* **Goal**
Copy out the item lines below unchanged, starting at the line containing "target | navy blue dining chair" and continuing through the final line of the items, both ends included.

--- start Provided material ---

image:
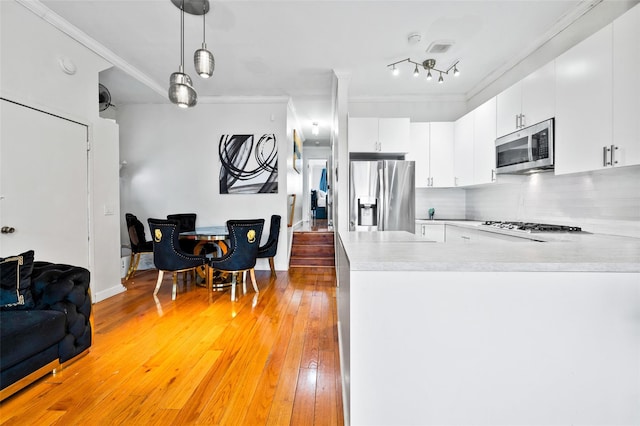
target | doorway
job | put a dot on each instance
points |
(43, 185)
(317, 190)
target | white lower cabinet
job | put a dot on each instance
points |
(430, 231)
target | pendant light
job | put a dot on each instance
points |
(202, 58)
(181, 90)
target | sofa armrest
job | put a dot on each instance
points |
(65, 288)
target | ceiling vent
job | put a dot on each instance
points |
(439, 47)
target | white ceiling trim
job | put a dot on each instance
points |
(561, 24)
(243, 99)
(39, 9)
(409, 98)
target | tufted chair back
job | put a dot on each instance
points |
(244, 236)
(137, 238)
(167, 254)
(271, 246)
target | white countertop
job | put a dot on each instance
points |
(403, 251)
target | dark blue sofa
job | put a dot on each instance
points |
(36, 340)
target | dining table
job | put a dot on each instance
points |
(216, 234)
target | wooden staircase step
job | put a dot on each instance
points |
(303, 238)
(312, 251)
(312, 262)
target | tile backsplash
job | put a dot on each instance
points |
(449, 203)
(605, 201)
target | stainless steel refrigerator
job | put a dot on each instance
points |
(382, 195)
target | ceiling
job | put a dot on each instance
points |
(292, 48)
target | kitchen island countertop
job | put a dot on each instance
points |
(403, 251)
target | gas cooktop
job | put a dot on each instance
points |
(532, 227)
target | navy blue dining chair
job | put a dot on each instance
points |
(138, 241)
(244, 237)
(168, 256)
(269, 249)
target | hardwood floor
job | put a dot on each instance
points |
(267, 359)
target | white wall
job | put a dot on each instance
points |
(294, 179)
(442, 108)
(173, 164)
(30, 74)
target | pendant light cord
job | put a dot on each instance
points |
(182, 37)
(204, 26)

--- end Provided material ---

* **Worked solution**
target | navy blue dining chair
job | put a dot on each instance
points |
(138, 241)
(244, 237)
(168, 256)
(269, 249)
target | hardwood floor
job | put a dot on each instance
points |
(267, 359)
target | white wall
job | put a dot on each instance
points |
(294, 179)
(442, 108)
(173, 164)
(30, 74)
target | pendant light cord
job | put a dot on each instance
points |
(182, 37)
(204, 26)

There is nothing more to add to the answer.